**Objective:** Each line from the one that holds "For every instance of the collapsed" to the end of the records is to be retyped exactly. Pictures are not part of the copy.

**Recorded information:**
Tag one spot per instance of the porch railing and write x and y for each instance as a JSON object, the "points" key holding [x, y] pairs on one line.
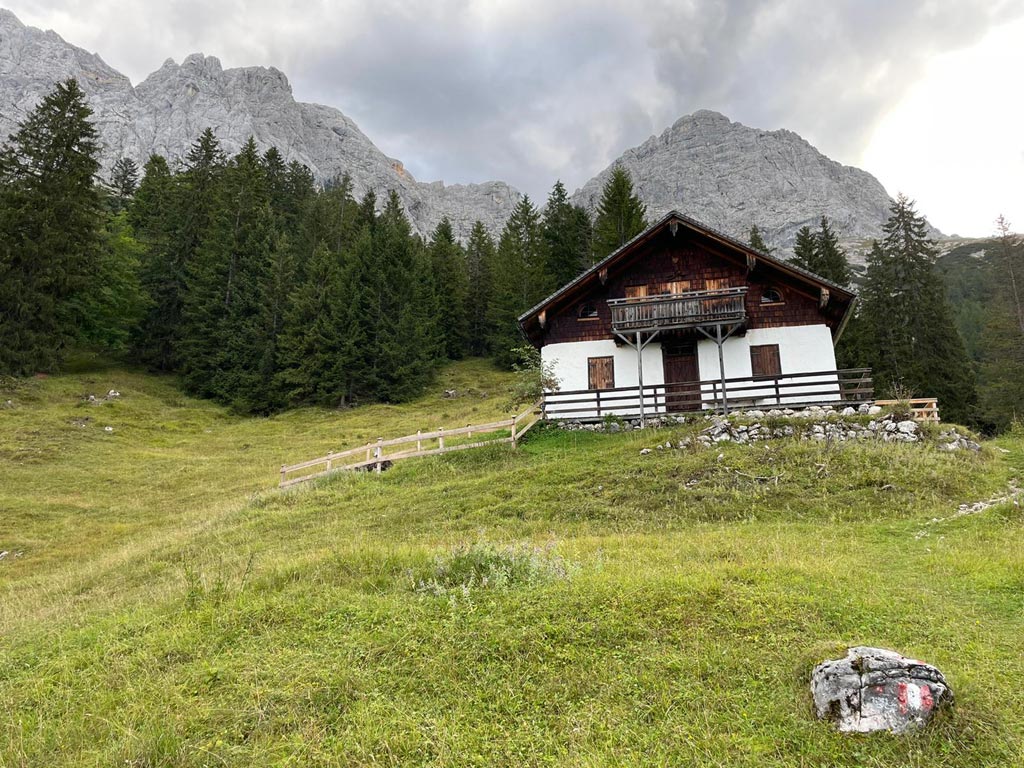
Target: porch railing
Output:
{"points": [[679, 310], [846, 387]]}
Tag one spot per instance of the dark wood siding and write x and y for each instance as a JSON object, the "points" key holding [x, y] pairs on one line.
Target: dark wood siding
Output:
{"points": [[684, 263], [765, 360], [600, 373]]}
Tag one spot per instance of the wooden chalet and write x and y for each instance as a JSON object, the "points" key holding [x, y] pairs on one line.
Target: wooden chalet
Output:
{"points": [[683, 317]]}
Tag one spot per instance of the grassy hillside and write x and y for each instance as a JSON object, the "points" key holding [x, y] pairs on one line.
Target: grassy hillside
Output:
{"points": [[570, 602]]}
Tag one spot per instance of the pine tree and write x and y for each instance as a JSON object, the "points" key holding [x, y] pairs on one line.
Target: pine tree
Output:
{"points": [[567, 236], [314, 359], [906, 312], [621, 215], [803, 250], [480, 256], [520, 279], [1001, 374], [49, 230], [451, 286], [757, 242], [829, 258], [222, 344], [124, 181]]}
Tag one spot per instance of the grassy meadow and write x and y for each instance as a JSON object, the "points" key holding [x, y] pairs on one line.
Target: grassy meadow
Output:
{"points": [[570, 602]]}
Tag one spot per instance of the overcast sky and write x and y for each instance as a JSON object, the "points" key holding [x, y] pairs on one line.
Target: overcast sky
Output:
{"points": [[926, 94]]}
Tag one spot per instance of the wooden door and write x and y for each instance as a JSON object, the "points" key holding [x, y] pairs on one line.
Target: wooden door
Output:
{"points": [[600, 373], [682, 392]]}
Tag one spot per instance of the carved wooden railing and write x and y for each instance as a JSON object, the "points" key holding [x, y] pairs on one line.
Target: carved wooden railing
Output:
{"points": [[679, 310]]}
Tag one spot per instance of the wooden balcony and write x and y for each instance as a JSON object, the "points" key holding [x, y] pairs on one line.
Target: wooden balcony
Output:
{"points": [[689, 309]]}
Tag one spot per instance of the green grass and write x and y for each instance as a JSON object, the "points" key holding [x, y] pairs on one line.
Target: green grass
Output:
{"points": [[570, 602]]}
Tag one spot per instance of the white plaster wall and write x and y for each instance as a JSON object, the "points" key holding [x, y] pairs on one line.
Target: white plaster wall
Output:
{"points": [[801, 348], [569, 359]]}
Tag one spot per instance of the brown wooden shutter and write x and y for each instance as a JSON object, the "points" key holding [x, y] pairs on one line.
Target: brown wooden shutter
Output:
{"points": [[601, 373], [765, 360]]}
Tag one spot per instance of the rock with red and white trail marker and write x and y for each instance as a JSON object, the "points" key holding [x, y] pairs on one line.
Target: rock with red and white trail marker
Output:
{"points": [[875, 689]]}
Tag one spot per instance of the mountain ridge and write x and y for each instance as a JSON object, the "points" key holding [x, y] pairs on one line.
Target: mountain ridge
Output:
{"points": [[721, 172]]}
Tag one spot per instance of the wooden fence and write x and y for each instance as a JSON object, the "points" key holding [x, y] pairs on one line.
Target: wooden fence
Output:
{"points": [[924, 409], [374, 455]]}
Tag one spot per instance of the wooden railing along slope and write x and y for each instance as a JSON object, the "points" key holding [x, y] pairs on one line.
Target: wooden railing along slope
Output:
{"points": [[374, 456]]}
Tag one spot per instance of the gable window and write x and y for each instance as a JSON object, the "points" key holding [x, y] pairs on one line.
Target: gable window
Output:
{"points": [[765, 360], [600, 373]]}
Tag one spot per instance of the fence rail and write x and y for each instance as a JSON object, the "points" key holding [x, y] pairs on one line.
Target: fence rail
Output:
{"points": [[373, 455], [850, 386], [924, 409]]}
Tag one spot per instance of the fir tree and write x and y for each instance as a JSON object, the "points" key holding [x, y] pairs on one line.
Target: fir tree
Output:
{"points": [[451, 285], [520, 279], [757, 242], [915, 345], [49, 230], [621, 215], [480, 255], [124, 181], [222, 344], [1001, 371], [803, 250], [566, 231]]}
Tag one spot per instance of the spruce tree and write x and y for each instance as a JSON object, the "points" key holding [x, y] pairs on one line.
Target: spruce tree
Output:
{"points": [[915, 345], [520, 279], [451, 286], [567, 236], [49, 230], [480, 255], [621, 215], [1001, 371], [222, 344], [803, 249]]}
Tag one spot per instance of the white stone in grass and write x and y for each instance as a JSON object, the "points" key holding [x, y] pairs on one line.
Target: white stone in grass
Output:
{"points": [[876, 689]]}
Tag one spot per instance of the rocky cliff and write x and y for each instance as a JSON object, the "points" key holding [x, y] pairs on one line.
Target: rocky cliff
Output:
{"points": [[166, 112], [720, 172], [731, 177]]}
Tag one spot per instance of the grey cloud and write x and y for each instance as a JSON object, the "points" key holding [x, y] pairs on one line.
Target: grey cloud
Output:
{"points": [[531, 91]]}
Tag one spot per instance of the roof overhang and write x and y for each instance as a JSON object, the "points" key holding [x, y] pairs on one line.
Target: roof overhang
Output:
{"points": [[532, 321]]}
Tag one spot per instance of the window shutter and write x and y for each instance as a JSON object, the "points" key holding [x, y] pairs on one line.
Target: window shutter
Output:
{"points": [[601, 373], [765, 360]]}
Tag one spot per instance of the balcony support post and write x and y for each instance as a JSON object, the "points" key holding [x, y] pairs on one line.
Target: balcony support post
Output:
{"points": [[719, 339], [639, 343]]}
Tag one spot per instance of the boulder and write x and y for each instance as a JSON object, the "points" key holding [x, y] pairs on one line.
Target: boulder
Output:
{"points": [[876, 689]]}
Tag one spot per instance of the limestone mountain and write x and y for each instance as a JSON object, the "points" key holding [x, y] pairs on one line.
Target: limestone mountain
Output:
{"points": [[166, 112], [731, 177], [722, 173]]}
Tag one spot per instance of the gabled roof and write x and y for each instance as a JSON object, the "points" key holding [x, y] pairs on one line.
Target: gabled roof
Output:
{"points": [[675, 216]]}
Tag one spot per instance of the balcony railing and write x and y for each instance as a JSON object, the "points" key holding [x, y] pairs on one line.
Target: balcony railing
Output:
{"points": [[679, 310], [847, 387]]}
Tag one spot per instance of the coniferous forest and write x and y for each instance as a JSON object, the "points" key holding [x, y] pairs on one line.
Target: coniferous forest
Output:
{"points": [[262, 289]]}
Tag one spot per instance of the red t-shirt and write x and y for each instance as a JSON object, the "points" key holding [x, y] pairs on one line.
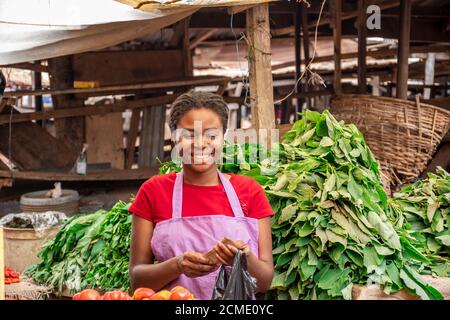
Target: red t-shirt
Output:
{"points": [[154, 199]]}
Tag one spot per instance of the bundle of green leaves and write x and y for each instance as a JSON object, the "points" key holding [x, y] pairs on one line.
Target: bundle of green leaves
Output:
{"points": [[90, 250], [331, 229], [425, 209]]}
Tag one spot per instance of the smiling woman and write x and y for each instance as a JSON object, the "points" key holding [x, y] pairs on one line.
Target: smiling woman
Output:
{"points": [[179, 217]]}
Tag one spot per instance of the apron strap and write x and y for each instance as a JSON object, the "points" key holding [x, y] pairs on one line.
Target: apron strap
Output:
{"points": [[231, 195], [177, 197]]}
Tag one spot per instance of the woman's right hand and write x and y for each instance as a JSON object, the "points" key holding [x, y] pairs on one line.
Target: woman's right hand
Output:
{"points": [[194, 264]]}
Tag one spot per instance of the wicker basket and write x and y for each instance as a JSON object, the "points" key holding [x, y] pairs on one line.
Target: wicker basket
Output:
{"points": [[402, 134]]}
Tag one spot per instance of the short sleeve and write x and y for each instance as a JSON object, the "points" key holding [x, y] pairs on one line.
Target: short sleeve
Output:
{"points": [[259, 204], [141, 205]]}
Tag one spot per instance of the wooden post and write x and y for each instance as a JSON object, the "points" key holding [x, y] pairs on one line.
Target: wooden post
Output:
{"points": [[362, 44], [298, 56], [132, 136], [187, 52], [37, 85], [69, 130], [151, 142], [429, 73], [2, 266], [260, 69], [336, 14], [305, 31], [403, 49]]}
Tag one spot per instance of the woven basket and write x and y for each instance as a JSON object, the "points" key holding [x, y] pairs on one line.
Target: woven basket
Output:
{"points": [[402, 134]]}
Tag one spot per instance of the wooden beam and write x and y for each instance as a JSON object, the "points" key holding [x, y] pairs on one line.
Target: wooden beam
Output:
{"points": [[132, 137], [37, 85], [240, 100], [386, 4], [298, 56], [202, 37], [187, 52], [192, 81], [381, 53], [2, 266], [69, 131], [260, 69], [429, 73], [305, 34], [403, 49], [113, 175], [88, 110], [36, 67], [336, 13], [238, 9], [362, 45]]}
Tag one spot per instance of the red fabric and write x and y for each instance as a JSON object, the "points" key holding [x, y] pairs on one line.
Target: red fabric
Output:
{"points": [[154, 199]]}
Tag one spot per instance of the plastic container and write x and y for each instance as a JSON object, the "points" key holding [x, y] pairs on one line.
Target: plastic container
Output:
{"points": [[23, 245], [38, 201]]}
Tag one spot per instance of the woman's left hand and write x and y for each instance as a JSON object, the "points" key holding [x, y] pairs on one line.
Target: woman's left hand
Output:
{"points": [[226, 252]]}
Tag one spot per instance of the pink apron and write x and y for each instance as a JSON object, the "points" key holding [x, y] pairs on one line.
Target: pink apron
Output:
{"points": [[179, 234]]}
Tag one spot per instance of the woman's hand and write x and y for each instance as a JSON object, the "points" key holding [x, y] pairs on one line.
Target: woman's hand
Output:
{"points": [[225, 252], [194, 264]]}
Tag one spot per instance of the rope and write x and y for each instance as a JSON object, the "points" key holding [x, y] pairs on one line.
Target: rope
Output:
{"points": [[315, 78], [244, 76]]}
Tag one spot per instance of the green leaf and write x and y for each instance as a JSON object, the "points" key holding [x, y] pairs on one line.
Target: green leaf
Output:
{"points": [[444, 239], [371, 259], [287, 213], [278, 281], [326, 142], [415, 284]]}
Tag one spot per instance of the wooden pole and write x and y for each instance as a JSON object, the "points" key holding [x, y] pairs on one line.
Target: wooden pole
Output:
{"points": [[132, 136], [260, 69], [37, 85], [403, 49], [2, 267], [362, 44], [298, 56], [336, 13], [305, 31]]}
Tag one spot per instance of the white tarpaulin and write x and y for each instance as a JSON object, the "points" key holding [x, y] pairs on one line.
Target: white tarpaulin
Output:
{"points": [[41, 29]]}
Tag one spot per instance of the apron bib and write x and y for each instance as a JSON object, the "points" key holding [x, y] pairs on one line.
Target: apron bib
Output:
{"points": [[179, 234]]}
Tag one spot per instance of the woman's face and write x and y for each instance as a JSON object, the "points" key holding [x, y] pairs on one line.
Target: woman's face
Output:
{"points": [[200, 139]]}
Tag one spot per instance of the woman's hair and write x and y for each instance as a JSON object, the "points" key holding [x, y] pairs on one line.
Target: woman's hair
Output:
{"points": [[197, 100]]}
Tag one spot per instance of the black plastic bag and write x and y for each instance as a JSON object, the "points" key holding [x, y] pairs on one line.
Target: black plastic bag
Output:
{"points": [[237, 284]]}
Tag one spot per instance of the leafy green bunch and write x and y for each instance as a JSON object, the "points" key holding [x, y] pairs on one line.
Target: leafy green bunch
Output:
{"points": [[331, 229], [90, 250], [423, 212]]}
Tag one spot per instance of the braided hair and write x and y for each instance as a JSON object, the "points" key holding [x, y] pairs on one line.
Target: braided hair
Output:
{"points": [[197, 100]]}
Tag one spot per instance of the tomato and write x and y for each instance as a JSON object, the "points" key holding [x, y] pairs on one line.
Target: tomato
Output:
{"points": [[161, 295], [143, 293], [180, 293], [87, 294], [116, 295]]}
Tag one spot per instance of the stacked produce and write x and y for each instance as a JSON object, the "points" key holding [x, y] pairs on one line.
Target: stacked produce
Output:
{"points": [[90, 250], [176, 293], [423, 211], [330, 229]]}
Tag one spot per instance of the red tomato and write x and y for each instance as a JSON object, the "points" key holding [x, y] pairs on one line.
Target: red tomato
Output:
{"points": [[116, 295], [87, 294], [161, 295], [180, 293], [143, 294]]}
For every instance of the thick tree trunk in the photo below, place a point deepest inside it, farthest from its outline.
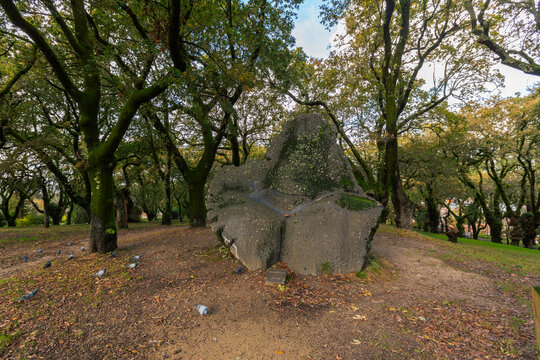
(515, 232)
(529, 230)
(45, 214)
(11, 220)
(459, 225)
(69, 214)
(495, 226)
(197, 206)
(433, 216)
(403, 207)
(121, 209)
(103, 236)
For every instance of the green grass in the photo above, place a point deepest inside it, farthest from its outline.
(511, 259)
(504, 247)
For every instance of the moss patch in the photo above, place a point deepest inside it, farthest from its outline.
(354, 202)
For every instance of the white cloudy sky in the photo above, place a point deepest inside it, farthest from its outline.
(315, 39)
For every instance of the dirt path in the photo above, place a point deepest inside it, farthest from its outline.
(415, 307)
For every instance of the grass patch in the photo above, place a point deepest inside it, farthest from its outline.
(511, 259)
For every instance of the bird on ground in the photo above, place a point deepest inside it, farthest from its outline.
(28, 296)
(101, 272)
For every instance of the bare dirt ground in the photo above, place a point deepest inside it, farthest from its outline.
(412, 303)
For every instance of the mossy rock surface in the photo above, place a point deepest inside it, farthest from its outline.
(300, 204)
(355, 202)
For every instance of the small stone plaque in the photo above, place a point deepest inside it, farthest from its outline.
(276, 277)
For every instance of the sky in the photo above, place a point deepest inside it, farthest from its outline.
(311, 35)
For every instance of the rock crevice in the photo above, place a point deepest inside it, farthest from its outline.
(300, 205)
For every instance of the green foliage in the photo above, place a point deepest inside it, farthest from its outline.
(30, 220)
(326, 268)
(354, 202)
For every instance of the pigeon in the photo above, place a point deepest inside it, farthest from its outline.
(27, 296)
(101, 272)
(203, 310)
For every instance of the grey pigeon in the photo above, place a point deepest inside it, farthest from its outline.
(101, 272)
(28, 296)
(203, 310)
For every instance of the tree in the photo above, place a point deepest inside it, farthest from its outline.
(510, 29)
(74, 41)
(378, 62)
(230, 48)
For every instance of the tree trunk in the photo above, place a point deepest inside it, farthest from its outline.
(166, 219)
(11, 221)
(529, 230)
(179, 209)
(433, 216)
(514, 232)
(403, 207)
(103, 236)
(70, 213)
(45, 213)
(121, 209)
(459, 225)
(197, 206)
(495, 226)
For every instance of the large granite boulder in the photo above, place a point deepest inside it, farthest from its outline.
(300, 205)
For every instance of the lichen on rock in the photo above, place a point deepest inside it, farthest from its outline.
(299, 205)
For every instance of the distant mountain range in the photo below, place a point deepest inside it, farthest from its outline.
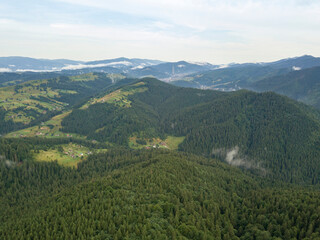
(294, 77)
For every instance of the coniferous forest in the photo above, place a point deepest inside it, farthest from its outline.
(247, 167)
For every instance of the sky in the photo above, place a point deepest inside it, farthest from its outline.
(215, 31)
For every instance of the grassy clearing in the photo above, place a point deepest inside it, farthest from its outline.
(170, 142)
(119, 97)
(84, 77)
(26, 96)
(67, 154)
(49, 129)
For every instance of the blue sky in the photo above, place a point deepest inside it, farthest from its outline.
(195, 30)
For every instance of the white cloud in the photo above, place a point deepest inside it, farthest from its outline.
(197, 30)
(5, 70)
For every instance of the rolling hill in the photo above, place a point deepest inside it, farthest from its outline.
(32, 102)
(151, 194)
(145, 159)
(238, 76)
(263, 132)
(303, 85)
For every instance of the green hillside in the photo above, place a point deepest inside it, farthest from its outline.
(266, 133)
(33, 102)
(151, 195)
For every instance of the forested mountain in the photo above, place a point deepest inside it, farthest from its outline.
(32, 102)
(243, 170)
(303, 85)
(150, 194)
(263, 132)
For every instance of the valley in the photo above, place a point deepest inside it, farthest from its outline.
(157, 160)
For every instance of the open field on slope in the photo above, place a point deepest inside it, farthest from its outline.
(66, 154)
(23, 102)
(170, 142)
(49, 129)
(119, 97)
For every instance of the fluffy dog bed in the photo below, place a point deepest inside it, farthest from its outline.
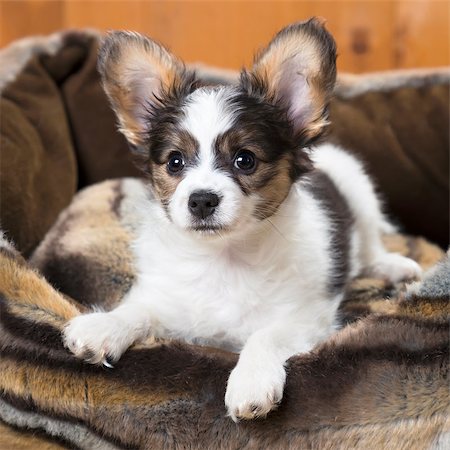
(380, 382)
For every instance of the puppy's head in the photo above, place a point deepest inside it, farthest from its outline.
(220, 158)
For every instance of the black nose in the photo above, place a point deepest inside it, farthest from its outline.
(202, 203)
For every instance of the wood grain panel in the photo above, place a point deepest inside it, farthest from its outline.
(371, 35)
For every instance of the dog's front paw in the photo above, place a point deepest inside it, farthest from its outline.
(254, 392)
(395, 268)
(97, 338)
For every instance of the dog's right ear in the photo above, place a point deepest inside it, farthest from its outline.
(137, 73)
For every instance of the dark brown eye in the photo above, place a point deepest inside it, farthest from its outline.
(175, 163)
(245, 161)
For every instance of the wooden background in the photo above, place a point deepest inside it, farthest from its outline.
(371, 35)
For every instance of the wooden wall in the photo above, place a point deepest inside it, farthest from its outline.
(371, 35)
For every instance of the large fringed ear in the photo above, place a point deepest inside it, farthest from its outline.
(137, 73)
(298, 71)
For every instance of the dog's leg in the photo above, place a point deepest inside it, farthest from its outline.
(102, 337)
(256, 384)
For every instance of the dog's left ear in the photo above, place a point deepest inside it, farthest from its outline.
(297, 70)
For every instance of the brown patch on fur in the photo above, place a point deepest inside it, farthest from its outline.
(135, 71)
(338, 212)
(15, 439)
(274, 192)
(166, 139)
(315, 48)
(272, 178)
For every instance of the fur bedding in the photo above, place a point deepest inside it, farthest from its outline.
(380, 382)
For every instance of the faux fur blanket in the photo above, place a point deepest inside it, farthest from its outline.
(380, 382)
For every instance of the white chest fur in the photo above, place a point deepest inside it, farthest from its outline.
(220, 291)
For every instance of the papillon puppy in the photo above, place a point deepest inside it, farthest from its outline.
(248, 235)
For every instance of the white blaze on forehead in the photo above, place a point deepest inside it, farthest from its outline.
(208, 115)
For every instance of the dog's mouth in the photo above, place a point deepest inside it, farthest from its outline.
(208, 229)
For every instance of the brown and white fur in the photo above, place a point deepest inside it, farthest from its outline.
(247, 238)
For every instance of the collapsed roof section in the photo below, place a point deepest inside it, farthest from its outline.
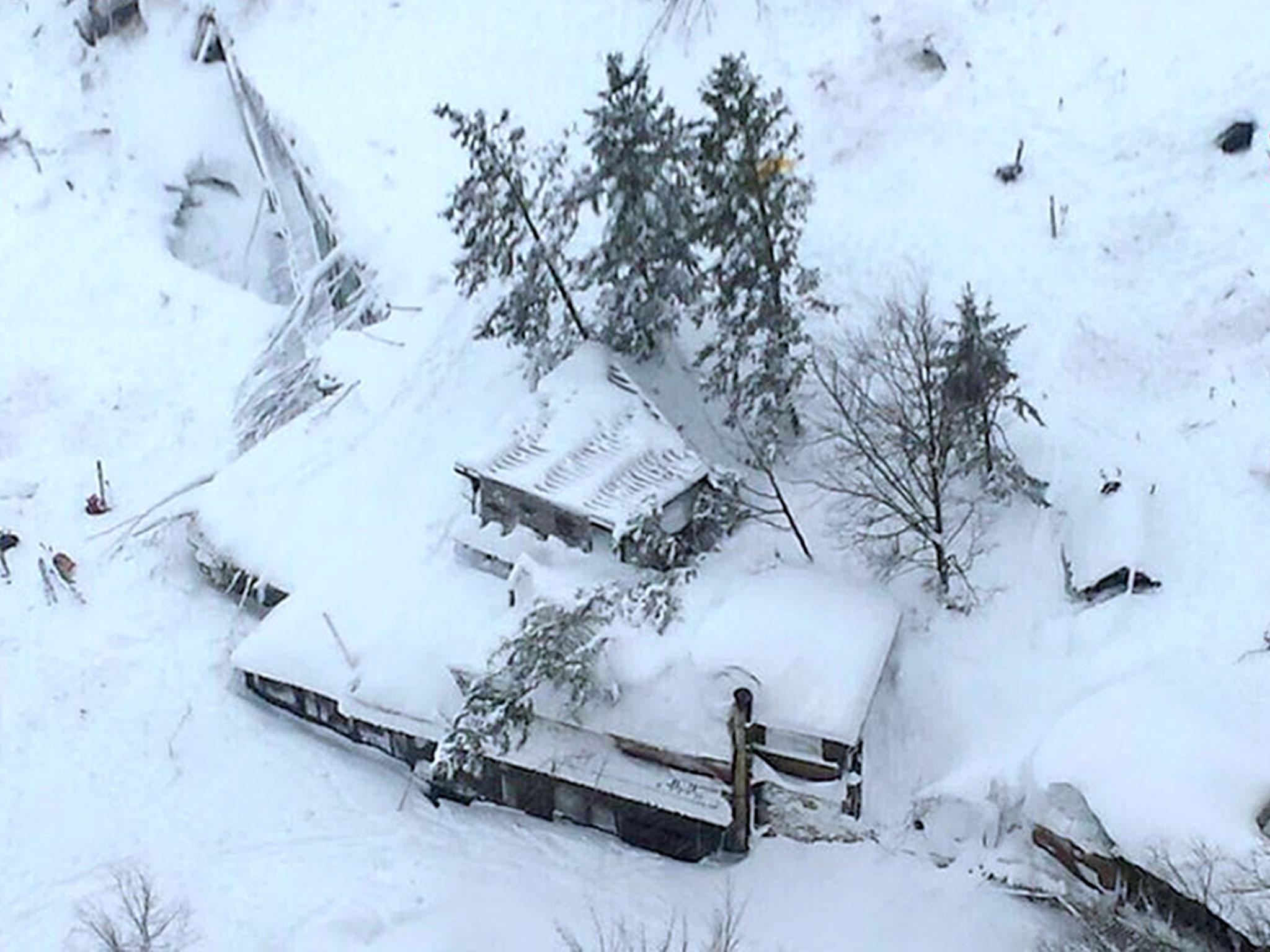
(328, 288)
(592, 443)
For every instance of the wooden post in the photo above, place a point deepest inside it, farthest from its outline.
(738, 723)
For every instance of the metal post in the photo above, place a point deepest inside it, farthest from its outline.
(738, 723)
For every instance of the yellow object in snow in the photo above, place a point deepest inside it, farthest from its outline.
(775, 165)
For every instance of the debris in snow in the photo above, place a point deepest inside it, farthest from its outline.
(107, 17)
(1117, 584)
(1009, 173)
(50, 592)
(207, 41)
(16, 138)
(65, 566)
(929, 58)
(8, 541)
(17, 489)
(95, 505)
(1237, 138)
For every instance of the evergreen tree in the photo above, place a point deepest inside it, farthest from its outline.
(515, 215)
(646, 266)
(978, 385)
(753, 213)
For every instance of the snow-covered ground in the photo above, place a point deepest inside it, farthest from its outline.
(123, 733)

**Written answer:**
For every instance of the collapsed roof section in the photo below, place a point deepest inside it, farthest from its outline.
(328, 288)
(592, 443)
For every instance of the wooden post in the photo above, place a point deepest inside it, farthest from its outline.
(738, 723)
For every instance of the metal post in the photo above, place a point deepest inside it, farthest from its outline.
(738, 723)
For every instance of the yellow object in snow in the photo above, place a point deepest inside it, farthest from its outline.
(775, 165)
For every instance of the debris in snow in the photo above, place a point deepest inside it, farthest from its outline.
(107, 17)
(1117, 584)
(1009, 173)
(50, 592)
(207, 41)
(16, 138)
(65, 566)
(929, 58)
(8, 541)
(17, 489)
(95, 505)
(1237, 138)
For every instance of the evergreen tree in the photo above, place a point deepest inside it, farthest from its outline.
(515, 215)
(646, 266)
(978, 385)
(753, 213)
For every instance of the snow-covered ground in the photo above, place a point deepest inside it, farthest from its outline.
(123, 733)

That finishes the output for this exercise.